(Coordinate annotation items)
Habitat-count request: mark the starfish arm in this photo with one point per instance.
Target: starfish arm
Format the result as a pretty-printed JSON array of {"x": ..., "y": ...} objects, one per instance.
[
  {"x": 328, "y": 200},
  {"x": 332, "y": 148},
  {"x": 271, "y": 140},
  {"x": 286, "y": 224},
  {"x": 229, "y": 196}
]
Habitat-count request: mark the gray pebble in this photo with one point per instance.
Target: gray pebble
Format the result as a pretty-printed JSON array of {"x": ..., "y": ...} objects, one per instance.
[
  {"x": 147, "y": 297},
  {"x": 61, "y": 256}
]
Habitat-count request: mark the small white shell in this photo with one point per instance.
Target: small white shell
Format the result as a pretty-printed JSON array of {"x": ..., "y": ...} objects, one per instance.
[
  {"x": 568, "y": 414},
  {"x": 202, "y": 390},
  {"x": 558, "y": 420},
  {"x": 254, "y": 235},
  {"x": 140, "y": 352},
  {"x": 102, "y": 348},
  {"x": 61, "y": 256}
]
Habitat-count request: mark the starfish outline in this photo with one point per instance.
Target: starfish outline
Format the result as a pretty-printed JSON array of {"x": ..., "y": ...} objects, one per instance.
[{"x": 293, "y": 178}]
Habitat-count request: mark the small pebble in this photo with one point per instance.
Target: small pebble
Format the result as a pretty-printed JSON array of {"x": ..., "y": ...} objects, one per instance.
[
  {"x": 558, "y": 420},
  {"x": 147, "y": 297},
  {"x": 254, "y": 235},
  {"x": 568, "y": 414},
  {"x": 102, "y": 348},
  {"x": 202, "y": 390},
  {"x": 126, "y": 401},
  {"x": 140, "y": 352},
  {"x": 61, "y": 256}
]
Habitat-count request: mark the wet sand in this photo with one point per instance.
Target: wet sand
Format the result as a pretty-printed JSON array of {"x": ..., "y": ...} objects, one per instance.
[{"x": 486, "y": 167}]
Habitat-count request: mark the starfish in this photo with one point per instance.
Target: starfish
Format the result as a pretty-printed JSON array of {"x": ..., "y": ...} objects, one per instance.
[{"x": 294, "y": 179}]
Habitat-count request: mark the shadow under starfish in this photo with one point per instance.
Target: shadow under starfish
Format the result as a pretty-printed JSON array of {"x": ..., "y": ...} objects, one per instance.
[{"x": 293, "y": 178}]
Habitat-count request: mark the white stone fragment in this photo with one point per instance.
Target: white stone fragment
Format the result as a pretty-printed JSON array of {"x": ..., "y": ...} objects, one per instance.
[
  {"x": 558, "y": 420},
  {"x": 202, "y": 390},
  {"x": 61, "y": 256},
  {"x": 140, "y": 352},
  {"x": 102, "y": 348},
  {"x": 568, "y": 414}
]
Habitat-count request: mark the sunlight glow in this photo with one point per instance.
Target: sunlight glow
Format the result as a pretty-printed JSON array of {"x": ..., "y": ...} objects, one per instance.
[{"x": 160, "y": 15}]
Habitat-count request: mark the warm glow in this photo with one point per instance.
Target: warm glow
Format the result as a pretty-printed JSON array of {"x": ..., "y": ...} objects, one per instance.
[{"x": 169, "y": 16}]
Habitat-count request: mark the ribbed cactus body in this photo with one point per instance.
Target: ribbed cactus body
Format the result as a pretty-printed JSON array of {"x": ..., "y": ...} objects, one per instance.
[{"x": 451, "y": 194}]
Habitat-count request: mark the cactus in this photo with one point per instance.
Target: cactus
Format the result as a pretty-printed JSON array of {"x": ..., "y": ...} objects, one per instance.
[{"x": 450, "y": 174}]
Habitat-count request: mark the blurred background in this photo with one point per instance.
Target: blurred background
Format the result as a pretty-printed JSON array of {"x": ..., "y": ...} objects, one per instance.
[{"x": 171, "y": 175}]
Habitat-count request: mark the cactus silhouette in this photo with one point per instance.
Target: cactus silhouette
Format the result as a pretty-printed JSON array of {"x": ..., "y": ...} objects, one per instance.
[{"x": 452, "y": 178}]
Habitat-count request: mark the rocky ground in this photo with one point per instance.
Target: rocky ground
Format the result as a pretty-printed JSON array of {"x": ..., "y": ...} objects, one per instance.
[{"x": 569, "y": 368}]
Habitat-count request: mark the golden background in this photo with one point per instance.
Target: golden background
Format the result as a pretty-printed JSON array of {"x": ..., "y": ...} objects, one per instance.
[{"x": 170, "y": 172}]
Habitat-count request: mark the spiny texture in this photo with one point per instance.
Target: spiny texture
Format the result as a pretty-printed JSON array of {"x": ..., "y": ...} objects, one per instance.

_Given exercise_
Rewrite the lines from the one with "Habitat-count request: mark the spiny" through the end of the items, replacing "spiny texture" with "cactus spines" and keeping everything else unchanged.

_Result_
Habitat-count request: mark the cactus spines in this photo with one point per instance.
Target: cactus spines
Format the result as a pretty-printed JSON array of {"x": ..., "y": ...} objects, one per instance.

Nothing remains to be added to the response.